---------- Extracted material
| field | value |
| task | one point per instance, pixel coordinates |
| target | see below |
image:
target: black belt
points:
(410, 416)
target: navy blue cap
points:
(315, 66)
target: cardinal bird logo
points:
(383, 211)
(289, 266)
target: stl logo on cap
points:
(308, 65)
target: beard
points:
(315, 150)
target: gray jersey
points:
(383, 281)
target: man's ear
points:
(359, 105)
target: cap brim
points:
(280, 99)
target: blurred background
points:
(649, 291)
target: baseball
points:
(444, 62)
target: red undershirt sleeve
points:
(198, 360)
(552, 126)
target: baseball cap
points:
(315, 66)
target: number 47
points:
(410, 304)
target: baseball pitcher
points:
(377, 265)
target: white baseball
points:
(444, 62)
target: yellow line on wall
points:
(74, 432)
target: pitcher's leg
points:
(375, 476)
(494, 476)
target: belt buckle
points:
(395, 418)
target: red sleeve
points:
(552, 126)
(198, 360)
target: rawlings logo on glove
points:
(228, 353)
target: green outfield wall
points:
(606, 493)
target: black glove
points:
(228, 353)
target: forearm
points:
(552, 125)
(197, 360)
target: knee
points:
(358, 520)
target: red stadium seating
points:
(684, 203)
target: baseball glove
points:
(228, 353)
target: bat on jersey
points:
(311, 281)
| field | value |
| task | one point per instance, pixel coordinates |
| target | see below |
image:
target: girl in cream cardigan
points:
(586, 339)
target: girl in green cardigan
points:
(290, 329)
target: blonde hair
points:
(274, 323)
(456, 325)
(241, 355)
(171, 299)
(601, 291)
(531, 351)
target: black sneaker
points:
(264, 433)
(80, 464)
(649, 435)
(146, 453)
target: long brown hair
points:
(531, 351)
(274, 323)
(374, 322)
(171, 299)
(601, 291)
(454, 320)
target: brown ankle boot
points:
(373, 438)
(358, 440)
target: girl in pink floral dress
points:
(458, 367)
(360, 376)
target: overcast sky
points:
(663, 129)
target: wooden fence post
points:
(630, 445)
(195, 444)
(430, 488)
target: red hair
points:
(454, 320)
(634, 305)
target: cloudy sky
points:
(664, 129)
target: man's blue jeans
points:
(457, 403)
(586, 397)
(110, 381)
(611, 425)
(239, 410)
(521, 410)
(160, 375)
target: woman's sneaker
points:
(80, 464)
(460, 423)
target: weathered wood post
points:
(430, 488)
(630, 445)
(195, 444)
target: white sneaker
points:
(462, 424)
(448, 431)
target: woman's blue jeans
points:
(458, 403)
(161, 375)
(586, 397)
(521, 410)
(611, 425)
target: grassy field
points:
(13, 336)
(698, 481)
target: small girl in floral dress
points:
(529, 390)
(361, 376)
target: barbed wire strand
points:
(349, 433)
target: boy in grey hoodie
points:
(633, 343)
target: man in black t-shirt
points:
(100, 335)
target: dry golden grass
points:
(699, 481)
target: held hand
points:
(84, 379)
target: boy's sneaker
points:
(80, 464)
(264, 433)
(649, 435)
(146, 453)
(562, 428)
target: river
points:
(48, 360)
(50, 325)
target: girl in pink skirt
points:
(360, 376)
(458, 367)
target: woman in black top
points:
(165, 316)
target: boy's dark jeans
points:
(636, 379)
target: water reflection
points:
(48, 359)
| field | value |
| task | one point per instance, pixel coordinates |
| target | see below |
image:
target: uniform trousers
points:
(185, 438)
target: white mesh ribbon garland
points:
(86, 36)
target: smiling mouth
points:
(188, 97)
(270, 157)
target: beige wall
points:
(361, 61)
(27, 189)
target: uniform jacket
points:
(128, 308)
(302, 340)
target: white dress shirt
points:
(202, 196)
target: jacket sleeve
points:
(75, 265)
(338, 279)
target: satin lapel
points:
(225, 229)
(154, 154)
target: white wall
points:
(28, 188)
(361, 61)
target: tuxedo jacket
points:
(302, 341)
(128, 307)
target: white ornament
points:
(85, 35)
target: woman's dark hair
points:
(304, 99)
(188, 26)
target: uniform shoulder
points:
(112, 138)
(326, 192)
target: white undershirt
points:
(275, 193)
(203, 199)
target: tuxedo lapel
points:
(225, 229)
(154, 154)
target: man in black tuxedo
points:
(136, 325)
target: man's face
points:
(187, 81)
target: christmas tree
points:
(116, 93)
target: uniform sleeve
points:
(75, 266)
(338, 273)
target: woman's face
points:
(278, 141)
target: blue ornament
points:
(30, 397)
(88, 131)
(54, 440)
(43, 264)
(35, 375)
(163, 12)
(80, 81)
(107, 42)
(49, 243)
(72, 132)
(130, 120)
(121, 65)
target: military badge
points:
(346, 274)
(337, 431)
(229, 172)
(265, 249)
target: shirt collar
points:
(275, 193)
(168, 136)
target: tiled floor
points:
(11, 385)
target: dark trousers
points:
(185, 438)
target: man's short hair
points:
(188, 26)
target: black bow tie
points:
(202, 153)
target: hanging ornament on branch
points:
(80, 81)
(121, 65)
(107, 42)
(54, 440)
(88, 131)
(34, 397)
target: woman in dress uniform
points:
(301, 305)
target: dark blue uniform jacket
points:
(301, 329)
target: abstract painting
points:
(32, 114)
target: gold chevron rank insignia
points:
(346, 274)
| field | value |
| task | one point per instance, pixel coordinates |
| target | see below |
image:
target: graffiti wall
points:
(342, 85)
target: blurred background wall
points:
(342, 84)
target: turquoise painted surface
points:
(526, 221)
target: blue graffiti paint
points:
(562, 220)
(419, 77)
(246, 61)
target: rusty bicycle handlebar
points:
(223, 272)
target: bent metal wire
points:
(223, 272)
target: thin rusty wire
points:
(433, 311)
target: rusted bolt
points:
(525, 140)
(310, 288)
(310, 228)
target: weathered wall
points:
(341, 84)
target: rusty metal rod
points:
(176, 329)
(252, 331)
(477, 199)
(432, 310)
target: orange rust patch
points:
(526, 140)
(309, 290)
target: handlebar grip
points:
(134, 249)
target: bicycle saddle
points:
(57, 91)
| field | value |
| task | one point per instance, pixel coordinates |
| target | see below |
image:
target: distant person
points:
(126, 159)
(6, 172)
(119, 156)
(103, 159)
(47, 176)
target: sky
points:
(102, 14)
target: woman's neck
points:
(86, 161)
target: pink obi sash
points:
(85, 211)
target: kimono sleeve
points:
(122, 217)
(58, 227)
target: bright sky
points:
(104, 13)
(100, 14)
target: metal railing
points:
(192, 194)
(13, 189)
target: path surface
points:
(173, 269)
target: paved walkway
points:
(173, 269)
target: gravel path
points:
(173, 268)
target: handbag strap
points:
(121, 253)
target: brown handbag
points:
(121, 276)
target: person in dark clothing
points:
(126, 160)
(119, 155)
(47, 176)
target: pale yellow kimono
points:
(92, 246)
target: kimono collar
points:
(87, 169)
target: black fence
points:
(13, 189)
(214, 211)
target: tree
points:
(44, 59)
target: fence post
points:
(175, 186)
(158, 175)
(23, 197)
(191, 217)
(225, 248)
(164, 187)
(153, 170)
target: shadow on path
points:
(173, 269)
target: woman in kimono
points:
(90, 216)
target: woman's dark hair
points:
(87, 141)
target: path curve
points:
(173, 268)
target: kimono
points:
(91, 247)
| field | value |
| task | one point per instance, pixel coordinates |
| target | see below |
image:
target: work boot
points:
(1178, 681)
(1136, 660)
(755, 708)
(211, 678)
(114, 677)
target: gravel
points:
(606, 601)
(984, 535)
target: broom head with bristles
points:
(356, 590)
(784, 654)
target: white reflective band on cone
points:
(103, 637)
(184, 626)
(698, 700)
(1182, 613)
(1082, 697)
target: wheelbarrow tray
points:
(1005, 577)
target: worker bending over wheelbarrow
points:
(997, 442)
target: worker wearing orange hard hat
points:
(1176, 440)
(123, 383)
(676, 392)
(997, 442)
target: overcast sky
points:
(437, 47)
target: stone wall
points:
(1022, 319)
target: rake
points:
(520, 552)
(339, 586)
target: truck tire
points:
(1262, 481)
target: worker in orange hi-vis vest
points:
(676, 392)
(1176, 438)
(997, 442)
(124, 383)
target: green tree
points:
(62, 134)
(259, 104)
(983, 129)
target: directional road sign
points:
--------------------
▶ _What this task involves_:
Give again the lines from the line holding "target: broom head with bristles" through the close of the listing, both included, exactly as written and with nothing else.

▶ _Output_:
target: broom head with bristles
points:
(356, 590)
(784, 654)
target: white reflective band on cone
points:
(103, 637)
(184, 626)
(698, 700)
(1182, 613)
(1082, 697)
target: wheelbarrow tray
points:
(1005, 577)
target: worker bending over wheelbarrow
points:
(997, 442)
target: worker wearing orange hard hat
points:
(1176, 440)
(123, 383)
(676, 392)
(997, 442)
target: overcast sky
points:
(437, 47)
target: stone wall
points:
(1022, 319)
target: rake
points:
(520, 552)
(339, 586)
target: truck tire
points:
(1262, 481)
target: worker in orange hi-vis vest
points:
(676, 392)
(1176, 438)
(997, 442)
(124, 383)
target: green tree
points:
(62, 134)
(259, 104)
(983, 129)
target: directional road sign
points:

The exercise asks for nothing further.